● Assignment
In full and without change, retype the records.

● Extracted records
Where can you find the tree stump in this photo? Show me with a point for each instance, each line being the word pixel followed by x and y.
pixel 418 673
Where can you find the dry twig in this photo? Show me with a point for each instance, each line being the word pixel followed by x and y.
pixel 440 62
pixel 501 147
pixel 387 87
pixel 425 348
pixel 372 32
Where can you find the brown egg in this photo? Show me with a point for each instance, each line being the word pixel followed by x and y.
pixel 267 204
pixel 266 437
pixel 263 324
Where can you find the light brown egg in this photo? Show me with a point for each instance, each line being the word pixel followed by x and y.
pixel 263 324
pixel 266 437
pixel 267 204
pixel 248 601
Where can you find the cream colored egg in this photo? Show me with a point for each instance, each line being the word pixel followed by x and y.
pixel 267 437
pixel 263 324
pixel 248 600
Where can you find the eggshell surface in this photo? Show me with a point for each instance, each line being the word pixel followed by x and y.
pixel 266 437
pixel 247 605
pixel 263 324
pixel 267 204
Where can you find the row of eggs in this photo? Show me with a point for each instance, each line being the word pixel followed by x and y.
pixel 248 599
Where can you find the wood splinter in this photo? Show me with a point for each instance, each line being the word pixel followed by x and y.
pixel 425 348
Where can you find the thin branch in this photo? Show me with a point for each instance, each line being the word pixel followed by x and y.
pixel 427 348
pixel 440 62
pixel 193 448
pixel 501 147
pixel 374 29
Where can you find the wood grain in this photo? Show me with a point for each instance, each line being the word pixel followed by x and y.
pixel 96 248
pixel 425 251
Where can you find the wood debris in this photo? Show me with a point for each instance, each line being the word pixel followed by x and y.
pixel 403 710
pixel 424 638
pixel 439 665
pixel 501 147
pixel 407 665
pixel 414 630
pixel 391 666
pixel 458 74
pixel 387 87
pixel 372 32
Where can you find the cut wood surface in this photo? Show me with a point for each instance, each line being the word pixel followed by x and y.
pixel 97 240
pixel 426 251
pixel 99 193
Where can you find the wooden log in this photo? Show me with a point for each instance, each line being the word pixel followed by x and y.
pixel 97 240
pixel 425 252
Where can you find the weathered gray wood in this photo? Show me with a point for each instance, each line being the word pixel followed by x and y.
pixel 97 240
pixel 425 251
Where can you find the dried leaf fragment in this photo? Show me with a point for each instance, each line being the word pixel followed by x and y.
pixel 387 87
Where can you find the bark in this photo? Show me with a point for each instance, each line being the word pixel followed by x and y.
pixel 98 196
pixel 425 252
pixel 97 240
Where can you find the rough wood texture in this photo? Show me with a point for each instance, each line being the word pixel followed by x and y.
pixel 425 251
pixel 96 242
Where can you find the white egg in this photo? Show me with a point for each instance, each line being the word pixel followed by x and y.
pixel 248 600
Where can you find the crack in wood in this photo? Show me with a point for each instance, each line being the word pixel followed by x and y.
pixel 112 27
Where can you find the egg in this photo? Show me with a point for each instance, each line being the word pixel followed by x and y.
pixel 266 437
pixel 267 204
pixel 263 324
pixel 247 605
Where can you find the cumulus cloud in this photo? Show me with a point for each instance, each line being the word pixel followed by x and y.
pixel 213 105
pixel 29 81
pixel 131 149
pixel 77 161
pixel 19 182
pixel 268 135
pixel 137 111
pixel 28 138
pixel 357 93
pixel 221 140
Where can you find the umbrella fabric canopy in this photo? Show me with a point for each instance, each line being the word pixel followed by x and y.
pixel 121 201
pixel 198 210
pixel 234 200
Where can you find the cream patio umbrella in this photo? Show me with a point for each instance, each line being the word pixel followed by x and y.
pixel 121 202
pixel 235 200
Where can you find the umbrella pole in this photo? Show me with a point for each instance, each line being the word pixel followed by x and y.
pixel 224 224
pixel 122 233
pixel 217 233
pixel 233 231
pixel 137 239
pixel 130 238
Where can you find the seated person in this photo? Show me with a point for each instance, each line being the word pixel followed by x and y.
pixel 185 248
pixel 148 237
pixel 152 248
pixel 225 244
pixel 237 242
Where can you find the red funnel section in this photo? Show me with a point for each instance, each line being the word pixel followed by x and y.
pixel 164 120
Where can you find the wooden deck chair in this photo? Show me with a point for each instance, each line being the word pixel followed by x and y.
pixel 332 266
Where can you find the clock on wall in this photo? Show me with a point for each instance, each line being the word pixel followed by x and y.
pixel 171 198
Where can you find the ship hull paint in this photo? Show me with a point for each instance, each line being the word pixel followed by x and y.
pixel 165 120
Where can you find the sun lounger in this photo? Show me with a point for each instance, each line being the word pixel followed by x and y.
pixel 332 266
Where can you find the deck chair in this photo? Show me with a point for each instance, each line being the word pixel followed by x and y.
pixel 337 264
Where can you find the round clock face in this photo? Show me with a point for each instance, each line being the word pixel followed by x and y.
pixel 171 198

● Reply to the task
Where can you find the tree stump in this photo? Show me with a point for each instance, each line being the word pixel followed by x and y.
pixel 418 673
Where can you find the dry twig in this photo? Show me with a point for each instance, each line being the word pixel followed by x and y.
pixel 440 62
pixel 501 147
pixel 387 87
pixel 425 348
pixel 372 32
Where can you find the brown egg in this photo? Show me with a point for each instance, each line being the word pixel followed by x and y.
pixel 267 204
pixel 266 437
pixel 263 324
Where can you find the light brown egg in this photo? Show me with a point for each instance, each line being the word pixel followed by x and y.
pixel 263 324
pixel 266 437
pixel 267 204
pixel 248 601
Where can you find the cream colored egg in this photo? Show me with a point for each instance, each line being the word pixel followed by x and y.
pixel 267 437
pixel 263 324
pixel 248 600
Where can you find the eggshell surface in this photo? Show me with a point for each instance, each line being the word pixel followed by x and y.
pixel 266 437
pixel 247 605
pixel 263 324
pixel 267 204
Where can you find the row of eggs in this photo? Show me with a point for each instance, each line being the word pixel followed by x and y.
pixel 248 599
Where can you find the wood splinter in this photo? Show me with a point for each instance, each line being the word pixel followed by x and y.
pixel 425 348
Where can you find the thin branch in this photo? Show me with a point for each instance, each line being the word pixel followed by x and y.
pixel 427 348
pixel 440 62
pixel 193 448
pixel 501 147
pixel 374 29
Where can you find the wood grain in this photo? Show me with a point for each instance, each line being the word pixel followed by x and y.
pixel 96 248
pixel 425 251
Where can you find the wood debris in this photo? Show me with a point for each instance, each line being the word pixel followed by x and y.
pixel 403 710
pixel 424 638
pixel 439 665
pixel 501 147
pixel 407 665
pixel 414 630
pixel 391 666
pixel 458 74
pixel 387 87
pixel 372 32
Where can you find the cut wood surface in this photo? Show me with a point for each instance, each line being the word pixel followed by x and y.
pixel 97 240
pixel 426 251
pixel 99 193
Where can you find the wooden log in this photo? Show me with a point for each instance, each line being the word pixel followed by x and y.
pixel 97 240
pixel 425 252
Where can you find the weathered gray wood in this photo? Show me with a point for each instance, each line being the word pixel followed by x and y.
pixel 97 240
pixel 425 251
Where can you find the dried leaf fragment in this photo? Show me with a point for each instance, each line being the word pixel followed by x and y.
pixel 387 87
Where can you find the bark in this photo? Show me with a point for each instance, each line being the word pixel followed by x and y.
pixel 98 196
pixel 425 252
pixel 97 240
Where can you find the rough wood texture in this photo? Show me with a point for each instance, each line being the word pixel followed by x and y.
pixel 425 251
pixel 96 242
Where can you find the white egg in this photo? Show me with a point for each instance, each line being the word pixel followed by x and y.
pixel 248 600
Where can you find the crack in wood in this photo? Show me with a point for each instance, each line being the word pixel followed by x and y.
pixel 112 27
Where can you find the egg in this photo? Show me with a point for each instance, each line being the word pixel followed by x and y.
pixel 266 437
pixel 267 204
pixel 263 324
pixel 247 605
Where can you find the cumulus cloud in this photo? Show me with a point for each instance, each line being the word pixel followed by x and y.
pixel 213 105
pixel 29 81
pixel 131 149
pixel 77 161
pixel 19 182
pixel 268 135
pixel 137 111
pixel 28 138
pixel 357 93
pixel 221 140
Where can you find the umbrella fabric canopy in this photo? Show me with a point for each instance, each line being the word pixel followed by x and y.
pixel 121 201
pixel 198 210
pixel 234 200
Where can you find the cream patio umbrella in this photo? Show me with a point for each instance, each line being the word pixel followed by x and y.
pixel 121 202
pixel 235 200
Where can you find the umbrella pole in this photo? Show me with a point for each instance, each line being the word pixel followed by x and y.
pixel 224 224
pixel 122 233
pixel 217 233
pixel 233 231
pixel 137 239
pixel 130 238
Where can you find the seated person in this photo? Show me with a point for each instance, each line being the word pixel followed by x and y.
pixel 185 248
pixel 148 237
pixel 152 248
pixel 225 244
pixel 237 242
Where can you find the red funnel section in this photo? Show me with a point for each instance, each line being the word pixel followed by x and y.
pixel 164 120
Where can you find the wooden deck chair in this photo? Show me with a point for each instance, each line being the word pixel followed by x and y.
pixel 332 266
Where can you find the clock on wall in this photo? Show me with a point for each instance, each line being the word pixel followed by x and y.
pixel 171 198
Where can you find the ship hull paint in this photo? Show me with a point for each instance, each line being the word pixel followed by x and y.
pixel 165 120
Where can you find the sun lounger in this photo? Show me with a point for each instance, each line being the word pixel followed by x and y.
pixel 332 266
Where can you find the deck chair in this photo? Show me with a point for each instance, each line being the word pixel followed by x and y.
pixel 337 264
Where can you find the round clock face in this photo? Show me with a point for each instance, each line being the word pixel followed by x and y.
pixel 171 198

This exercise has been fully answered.